▸ **WRITTEN TASK**:
Could you print every record below exactly as it appears?

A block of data

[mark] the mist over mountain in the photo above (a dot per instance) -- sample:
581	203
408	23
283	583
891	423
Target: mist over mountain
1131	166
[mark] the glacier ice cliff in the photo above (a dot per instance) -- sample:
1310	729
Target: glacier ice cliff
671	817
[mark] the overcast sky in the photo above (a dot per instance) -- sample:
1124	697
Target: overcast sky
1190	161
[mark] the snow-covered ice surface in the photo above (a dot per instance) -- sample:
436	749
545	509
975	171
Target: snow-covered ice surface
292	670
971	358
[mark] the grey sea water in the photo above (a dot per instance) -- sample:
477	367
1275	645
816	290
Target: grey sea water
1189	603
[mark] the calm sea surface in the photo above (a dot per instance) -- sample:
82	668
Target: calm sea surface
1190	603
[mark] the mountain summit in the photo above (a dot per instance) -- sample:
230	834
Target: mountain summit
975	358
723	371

▸ **THE REPLY**:
[mark] the mist over mountain in the photo above (a dot per instance) -- sample:
581	203
408	23
283	583
891	423
Target: mist over mountain
1131	166
[mark] the glacier ice cliff in the photo above (a dot per instance) -- sample:
1310	729
Target: glacier ice cliff
671	817
[mark] the overcast sky in the photo above (a dot per instance) -- sample:
1124	697
Target: overcast sky
1190	161
[mark] the snow-covered ice surface in the photo above (a dot per instance) -- sample:
436	749
545	509
975	171
Target: snow-covered ice surface
292	670
971	358
[mark] the grey sea water in the photo above (a dot per instance) -- sample:
477	367
1275	645
816	290
Target: grey sea water
1189	603
[mark] the calm sea surface in the photo above (a dot per instance) -- sample:
82	668
Target: calm sea surface
1190	603
[mark] the mountain summit in the photo above (a dot per instance) -- sample:
230	834
Target: mountain summit
975	358
723	371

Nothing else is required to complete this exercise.